- **Excerpt provided**
* * * * * * *
In Praise of Victor Gruen

In the 1970s, family outings often meant going to the local discount department store. Mom and Dad headed for the clearance racks in the clothing and shoe sections. My brother went in search of a new model airplane kit. My sister and I gawked at the Mattel toys we were adding to our Christmas wish list.

And then one day, we all discovered the unique wonders of that 20th-century mecca of American consumerism: the indoor shopping mall.

On a Saturday morning, usually once a month, we piled into the car and headed to the Eastern Hills Mall, located in a nearby suburb about twenty minutes away. We entered through Woolworth’s and proceeded to the main concourse. After walking around together for about ten minutes, we split up. Dad slipped away to Waldenbooks, where he could browse for hours. Mom preferred department stores like J.C. Penney’s. My brother usually wandered off on his own in search of a hobby store, while my sister and I took turns hanging with Mom or Dad. By dinnertime, we all reunited outside Harvest House Cafeteria, a buffet-style restaurant that was part of a chain owned by Woolworth’s.
* * * * * * *
[Records from a point labeling set]
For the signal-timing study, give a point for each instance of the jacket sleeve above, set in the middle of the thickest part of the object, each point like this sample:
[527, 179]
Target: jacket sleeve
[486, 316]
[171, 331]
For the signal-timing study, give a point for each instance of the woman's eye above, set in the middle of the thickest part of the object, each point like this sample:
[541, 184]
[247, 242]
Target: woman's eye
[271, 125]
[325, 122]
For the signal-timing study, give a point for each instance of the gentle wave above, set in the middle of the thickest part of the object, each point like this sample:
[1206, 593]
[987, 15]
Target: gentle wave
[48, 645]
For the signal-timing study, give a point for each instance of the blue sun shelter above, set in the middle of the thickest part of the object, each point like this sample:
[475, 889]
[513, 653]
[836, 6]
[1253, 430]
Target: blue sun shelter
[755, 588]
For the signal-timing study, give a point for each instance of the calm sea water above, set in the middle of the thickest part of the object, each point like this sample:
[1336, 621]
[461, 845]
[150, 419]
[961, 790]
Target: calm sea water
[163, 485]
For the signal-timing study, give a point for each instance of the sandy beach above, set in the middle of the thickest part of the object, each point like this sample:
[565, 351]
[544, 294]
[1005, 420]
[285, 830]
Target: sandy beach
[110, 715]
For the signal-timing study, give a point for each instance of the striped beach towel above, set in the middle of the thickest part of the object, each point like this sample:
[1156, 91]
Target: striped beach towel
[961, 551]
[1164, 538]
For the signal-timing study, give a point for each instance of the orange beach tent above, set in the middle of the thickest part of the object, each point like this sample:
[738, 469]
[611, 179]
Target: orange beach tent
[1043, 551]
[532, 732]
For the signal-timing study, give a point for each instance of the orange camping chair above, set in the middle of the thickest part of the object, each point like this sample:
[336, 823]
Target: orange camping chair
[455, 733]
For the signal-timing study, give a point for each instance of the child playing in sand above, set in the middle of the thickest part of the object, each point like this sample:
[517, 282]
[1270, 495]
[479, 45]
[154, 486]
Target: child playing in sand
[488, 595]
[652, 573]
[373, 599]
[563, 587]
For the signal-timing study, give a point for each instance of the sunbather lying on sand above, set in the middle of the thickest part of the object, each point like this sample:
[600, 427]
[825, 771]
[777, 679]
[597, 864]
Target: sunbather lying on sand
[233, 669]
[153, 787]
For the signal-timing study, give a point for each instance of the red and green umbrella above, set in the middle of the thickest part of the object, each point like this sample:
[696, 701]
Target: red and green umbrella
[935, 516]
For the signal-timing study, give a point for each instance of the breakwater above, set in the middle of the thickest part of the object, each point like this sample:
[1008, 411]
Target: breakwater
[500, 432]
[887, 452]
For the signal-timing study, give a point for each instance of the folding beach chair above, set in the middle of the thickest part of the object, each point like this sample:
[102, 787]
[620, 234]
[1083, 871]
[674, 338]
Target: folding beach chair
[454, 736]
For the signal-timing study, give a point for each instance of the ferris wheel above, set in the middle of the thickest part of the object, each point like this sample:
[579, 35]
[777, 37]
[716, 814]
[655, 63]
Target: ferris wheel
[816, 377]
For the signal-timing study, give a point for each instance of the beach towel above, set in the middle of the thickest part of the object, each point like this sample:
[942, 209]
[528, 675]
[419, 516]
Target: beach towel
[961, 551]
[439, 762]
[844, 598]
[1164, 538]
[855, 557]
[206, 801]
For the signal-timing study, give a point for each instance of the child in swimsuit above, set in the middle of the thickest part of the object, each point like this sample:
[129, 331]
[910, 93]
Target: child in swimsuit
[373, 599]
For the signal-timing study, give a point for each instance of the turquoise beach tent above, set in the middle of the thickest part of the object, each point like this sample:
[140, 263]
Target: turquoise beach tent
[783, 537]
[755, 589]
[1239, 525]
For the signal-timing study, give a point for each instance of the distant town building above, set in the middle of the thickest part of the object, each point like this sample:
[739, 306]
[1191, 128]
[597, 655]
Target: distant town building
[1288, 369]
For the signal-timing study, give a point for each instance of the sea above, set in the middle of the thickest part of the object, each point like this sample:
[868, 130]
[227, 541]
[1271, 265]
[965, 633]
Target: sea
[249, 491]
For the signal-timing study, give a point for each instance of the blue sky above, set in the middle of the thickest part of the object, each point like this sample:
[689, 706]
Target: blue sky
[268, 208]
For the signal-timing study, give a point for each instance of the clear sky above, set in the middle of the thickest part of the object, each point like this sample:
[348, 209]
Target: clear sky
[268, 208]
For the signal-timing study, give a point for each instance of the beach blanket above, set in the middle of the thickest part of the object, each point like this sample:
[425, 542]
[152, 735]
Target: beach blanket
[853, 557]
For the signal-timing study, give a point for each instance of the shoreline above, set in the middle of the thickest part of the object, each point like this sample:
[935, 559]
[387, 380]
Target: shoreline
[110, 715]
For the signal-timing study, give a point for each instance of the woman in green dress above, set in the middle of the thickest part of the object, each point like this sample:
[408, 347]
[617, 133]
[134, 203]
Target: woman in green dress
* * * * * * *
- **Work to complete**
List each store or restaurant at the Eastern Hills Mall that the Victor Gruen essay names.

- **Solution to the exercise**
Woolworth's, Waldenbooks, J.C. Penney's, Harvest House Cafeteria